To do >> Rewrite the listing below with every "Target" changed to "Label", keeping everything else the same. Leave the pictures out of your version.

[Image point annotation entries]
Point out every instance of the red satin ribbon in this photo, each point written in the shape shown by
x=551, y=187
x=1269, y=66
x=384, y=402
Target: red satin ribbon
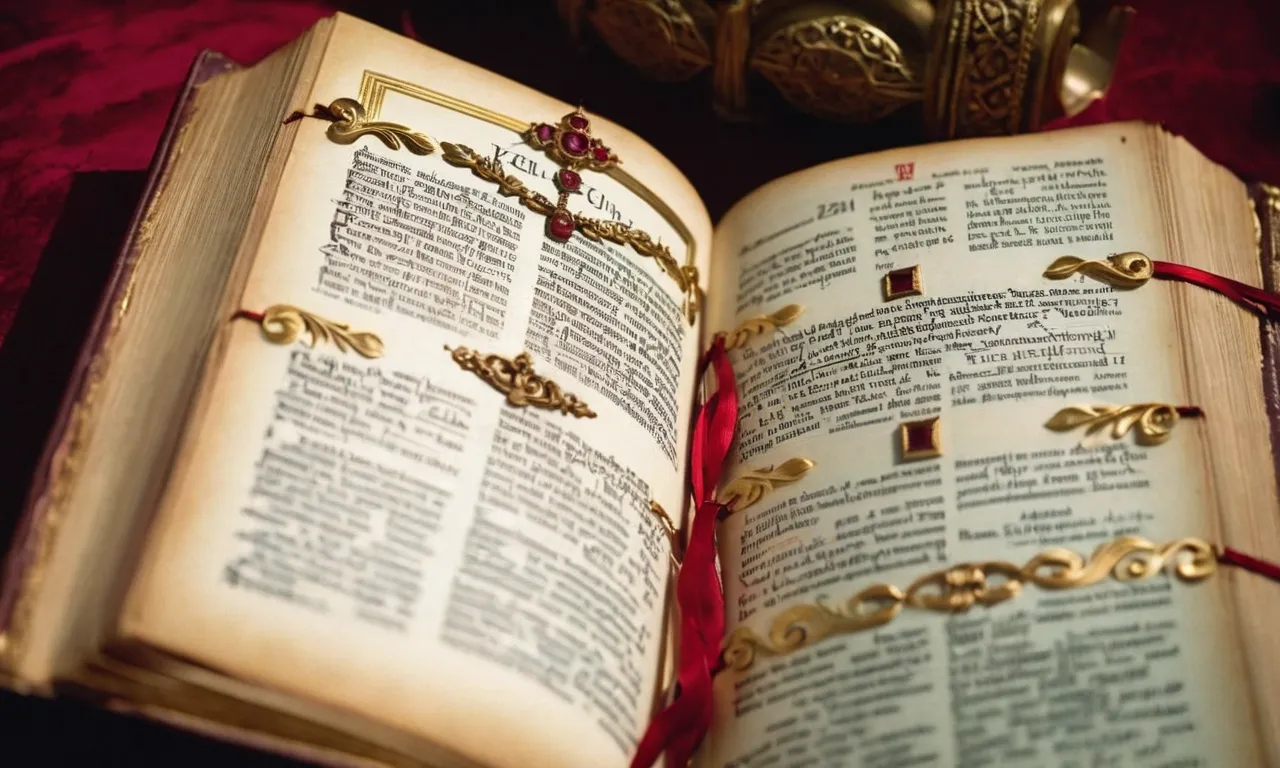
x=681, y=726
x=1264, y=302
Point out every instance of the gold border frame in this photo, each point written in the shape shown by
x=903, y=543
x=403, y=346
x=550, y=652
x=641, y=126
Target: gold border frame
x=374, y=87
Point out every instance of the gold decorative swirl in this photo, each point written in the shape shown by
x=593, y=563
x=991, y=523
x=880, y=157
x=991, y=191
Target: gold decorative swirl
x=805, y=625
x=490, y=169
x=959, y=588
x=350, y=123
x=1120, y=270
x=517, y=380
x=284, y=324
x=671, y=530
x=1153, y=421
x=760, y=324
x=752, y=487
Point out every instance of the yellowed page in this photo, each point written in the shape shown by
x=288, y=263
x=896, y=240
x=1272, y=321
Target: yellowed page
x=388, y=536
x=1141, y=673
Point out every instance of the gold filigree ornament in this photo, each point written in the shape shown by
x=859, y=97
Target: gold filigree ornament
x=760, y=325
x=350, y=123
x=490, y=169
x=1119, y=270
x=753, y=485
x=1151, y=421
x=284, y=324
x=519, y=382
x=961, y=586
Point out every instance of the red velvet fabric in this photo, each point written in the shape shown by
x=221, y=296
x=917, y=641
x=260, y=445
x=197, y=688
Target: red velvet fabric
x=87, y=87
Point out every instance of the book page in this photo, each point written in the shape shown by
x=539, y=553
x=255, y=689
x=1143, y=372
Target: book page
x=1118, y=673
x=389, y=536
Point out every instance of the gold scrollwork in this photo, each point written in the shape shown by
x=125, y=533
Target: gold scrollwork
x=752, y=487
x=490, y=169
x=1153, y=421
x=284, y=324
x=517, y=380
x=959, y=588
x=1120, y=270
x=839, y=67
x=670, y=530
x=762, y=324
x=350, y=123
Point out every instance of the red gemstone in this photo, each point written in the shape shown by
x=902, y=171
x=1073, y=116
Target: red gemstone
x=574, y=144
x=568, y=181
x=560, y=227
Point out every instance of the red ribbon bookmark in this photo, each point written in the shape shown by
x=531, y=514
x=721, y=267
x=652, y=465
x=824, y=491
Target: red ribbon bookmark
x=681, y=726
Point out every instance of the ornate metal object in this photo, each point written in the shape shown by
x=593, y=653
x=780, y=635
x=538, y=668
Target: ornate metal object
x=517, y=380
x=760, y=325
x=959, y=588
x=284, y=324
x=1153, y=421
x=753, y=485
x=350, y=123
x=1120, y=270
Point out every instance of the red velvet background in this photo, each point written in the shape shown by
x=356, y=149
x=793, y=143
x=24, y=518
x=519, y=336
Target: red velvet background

Exercise result >>
Point out every instance of the red satin ribbon in this photo, each point written in the shape shown by
x=551, y=187
x=1269, y=66
x=384, y=402
Label: red satin ribbon
x=681, y=726
x=1264, y=302
Point out every instance of the gold border frame in this photo, each point written in the shape shown by
x=903, y=543
x=403, y=346
x=550, y=652
x=641, y=126
Label: gold border frame
x=374, y=87
Point out every instance of the gold decorative swirl in this photo, each point written in the shape shown by
x=593, y=563
x=991, y=523
x=880, y=157
x=991, y=191
Label: gold decorative swirl
x=805, y=625
x=490, y=169
x=959, y=588
x=350, y=123
x=1120, y=270
x=517, y=380
x=284, y=324
x=671, y=530
x=1153, y=421
x=760, y=324
x=752, y=487
Point out every instance of the yellowed page in this photo, each point written in the shape shown by
x=288, y=263
x=896, y=240
x=1272, y=321
Label: yellowed page
x=388, y=536
x=1141, y=673
Point out every instance of the gold filigree ornament in this photo, each point written in the shape shown by
x=859, y=97
Label: gold filigree ornament
x=760, y=325
x=350, y=123
x=490, y=169
x=1119, y=270
x=753, y=485
x=1151, y=421
x=284, y=324
x=519, y=382
x=961, y=586
Point out every instance of the red velvet fabric in this photo, each point written in the shape shown by
x=221, y=296
x=917, y=641
x=260, y=445
x=197, y=688
Label: red velvet fabric
x=87, y=87
Point out every instance of the book page in this photo, each point written in the shape shown by
x=539, y=553
x=255, y=689
x=1143, y=372
Label: book page
x=1118, y=673
x=389, y=536
Point out every instance of the gold scrollwork in this photo, each point written in the shape shown by
x=125, y=533
Label: gold scrollwork
x=752, y=487
x=490, y=169
x=1153, y=421
x=284, y=324
x=517, y=380
x=959, y=588
x=1120, y=270
x=839, y=67
x=670, y=530
x=762, y=324
x=350, y=123
Point out every instance of the red gemstone in this photo, each point written in the shape shown by
x=902, y=171
x=1073, y=116
Label: red gemstone
x=574, y=144
x=568, y=181
x=560, y=227
Point out every instance of the red ribbon bookmark in this photo, each point written in the shape shown by
x=531, y=514
x=721, y=267
x=652, y=465
x=824, y=491
Label: red ribbon bookmark
x=681, y=726
Point out every instance of the ornate metal object in this photo, each point written in the shape shown by
x=593, y=653
x=780, y=635
x=538, y=668
Label: ornate metal object
x=517, y=380
x=760, y=325
x=959, y=588
x=284, y=324
x=1153, y=421
x=753, y=485
x=350, y=123
x=1120, y=270
Point out every instance of the red velvet background in this photo, each point written in the shape shown by
x=356, y=149
x=793, y=143
x=24, y=518
x=519, y=336
Label: red velvet background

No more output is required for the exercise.